Andrew York plays "Home" on an 1888 Antonio de Torres
<音楽が出ます、音量に注意>
盛岡の古い街並みを歩いて気分が変わる。
でも、ちょっと疲れた8千歩。
いなだ珈琲舎でひと休みを決め込む。
カウンターの端っこで、Kブレンドを飲み、
マンデリンを挽いてもらう。
「疲れてません?」とマスター。
「うん、ちょっと」と苦笑いで答える。
マスターは、高校の同期会に行ってきたそうだ。
想いの他、色々な人がいて、楽しかったと話す。
二十代、三十代とは違い、味が出てくる頃。
つまらないのはサラリーマンの出世話と言うから、
笑ってしまった。
しばらくして、混んできた。
一人の女性が隣に座った。
誰に言うとでもなく、
「今日は旧暦の元旦なのてお八幡さんにお詣りして来ました。」
何気なく、優しい語り口に、つい、
「そうでしたか」と答えた。
ゆっくりと会話が始まった。
色々と話をしていると昭和一桁の生まれだと言う。
驚いた顔を隠せなかった。
矍鑠(かくしゃく)としていたし、言葉も滑らかだった。
「おかげさまで、急ぎ足で歩けるし、目も耳も大丈夫です。」
こちらから色々と聞いてみた。

提供データ:
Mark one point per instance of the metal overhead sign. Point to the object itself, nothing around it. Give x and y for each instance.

設問内容:
盛岡の喫茶店を描いた文章について、次の1.〜3.がその内容と合うかどうかを「はい」か「いいえ」で答え、判断の決め手となる本文の語句をそのまま引用してください。
1. マスターは高校の同期会に行ってきた。
2. 隣に座った女性は昭和二桁の生まれだと言った。
3. カウンターの端でマンデリンを飲んだ。

記述回答:
1. はい 「マスターは、高校の同期会に行ってきたそうだ。」
2. いいえ 「昭和一桁の生まれだと言う。」
3. いいえ 「カウンターの端っこで、Kブレンドを飲み、」